Problem requirements:
Among the entries below, how many lines contain "ridge"? Answer with the number only.

----------------

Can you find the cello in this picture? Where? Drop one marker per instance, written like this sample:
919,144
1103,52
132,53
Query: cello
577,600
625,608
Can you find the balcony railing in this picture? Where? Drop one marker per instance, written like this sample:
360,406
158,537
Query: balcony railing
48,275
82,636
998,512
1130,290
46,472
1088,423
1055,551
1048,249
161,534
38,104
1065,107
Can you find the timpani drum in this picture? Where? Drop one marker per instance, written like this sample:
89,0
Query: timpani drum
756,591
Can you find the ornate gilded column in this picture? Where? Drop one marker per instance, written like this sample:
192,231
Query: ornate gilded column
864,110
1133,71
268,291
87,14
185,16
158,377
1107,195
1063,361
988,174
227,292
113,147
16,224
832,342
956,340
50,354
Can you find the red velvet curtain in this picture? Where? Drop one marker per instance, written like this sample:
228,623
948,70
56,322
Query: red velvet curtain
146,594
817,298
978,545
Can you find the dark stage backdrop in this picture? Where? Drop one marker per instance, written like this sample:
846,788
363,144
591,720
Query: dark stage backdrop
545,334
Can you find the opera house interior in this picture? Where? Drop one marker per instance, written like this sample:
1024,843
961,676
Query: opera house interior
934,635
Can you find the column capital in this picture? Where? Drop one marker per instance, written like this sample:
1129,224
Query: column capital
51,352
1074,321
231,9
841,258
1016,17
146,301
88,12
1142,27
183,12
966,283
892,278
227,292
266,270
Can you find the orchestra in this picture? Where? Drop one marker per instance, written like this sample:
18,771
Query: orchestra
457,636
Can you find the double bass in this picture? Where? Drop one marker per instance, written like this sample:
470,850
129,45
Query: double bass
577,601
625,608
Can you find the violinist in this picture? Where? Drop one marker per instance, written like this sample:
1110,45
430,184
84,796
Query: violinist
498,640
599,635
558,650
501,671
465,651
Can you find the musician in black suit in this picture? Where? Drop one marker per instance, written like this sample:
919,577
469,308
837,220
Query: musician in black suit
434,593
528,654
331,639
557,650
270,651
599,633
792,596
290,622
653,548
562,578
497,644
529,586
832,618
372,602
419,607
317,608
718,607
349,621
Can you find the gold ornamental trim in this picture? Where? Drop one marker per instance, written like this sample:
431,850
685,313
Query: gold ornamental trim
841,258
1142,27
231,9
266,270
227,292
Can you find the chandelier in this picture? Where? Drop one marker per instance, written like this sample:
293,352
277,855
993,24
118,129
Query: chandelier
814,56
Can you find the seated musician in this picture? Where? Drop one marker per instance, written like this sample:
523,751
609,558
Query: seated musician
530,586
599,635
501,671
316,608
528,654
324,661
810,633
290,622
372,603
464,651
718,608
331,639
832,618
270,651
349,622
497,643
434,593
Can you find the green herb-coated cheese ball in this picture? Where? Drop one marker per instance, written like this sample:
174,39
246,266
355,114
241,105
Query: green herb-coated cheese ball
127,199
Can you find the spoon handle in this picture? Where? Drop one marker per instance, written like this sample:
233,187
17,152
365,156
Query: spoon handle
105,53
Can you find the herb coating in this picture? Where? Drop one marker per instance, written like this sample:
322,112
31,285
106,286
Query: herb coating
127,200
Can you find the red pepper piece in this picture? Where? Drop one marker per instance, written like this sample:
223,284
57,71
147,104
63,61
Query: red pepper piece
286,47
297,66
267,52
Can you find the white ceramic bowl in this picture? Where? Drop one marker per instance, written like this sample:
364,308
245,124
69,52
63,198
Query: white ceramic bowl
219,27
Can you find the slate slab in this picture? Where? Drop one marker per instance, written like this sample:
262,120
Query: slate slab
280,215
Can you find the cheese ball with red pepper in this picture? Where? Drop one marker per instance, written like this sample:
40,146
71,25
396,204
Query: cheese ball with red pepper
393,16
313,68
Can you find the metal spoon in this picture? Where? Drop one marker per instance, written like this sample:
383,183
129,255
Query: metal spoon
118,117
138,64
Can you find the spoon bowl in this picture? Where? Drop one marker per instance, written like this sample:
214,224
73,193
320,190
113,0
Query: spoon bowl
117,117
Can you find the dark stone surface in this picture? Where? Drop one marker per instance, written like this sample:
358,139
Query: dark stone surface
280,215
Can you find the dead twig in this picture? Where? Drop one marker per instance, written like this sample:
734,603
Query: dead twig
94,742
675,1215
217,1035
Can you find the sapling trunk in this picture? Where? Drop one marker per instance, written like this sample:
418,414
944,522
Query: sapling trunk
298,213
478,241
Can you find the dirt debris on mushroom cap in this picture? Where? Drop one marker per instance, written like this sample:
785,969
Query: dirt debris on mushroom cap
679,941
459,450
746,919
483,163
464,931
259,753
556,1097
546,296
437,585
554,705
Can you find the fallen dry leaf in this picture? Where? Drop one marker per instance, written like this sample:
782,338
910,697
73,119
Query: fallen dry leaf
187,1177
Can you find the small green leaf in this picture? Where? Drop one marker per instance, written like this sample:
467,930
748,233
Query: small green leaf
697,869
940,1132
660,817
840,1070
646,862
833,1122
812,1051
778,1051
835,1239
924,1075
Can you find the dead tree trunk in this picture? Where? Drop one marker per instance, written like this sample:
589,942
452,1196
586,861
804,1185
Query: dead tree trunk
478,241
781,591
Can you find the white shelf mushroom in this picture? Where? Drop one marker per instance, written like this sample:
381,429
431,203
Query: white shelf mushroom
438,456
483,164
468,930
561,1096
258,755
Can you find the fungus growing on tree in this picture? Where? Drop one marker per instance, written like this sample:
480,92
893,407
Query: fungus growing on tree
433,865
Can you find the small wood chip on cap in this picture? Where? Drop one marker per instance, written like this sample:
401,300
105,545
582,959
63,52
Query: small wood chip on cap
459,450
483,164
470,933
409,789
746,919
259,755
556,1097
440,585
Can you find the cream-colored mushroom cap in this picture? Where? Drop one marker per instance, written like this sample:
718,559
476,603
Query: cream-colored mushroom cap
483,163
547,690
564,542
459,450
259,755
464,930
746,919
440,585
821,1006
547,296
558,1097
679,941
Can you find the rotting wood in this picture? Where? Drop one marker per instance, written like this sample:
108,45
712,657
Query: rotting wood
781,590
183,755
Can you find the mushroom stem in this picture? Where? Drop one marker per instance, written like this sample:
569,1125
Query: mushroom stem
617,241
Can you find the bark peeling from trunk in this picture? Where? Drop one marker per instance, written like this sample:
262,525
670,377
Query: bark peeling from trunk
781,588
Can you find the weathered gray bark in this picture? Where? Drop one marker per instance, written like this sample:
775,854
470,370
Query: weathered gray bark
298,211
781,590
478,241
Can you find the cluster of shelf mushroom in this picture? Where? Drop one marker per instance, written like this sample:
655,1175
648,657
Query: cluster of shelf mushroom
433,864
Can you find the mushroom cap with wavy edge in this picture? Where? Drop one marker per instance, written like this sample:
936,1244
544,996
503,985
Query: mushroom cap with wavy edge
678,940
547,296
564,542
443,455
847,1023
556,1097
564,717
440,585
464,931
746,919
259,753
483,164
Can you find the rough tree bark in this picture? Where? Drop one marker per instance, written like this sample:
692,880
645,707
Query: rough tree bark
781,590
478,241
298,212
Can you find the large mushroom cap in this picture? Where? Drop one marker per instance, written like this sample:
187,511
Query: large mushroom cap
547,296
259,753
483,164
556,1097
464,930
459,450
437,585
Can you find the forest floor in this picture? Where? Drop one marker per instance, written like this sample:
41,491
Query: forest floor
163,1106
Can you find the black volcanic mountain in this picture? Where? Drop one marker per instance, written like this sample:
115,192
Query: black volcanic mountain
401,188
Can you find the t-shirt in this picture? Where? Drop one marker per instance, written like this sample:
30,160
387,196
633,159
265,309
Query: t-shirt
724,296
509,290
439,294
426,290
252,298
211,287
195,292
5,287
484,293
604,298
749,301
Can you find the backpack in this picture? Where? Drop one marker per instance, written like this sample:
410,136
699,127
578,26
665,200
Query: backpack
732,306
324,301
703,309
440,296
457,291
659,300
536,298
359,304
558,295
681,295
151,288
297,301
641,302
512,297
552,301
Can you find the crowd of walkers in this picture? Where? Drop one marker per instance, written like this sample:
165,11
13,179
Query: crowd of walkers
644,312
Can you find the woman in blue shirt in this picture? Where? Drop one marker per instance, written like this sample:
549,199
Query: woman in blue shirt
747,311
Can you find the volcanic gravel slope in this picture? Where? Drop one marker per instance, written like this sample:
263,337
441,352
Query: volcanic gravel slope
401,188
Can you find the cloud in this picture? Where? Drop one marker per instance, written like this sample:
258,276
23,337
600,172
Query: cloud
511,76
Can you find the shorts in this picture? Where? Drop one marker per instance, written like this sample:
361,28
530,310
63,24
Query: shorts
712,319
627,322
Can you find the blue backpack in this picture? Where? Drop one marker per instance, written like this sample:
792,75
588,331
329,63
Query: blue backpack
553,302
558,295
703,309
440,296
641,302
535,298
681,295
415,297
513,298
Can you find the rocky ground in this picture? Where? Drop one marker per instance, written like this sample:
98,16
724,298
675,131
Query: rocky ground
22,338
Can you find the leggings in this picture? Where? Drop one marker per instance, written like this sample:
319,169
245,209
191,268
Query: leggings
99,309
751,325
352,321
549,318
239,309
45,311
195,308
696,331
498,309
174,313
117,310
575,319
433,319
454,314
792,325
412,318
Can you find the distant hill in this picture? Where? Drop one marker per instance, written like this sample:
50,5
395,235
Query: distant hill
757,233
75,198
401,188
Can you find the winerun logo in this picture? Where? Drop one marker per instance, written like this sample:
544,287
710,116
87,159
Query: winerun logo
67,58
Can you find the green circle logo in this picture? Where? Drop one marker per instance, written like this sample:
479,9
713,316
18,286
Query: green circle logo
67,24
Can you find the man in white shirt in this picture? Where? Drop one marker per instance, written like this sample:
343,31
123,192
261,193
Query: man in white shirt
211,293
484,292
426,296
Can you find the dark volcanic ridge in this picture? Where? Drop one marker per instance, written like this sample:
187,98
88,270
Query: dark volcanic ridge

----------------

Task result:
2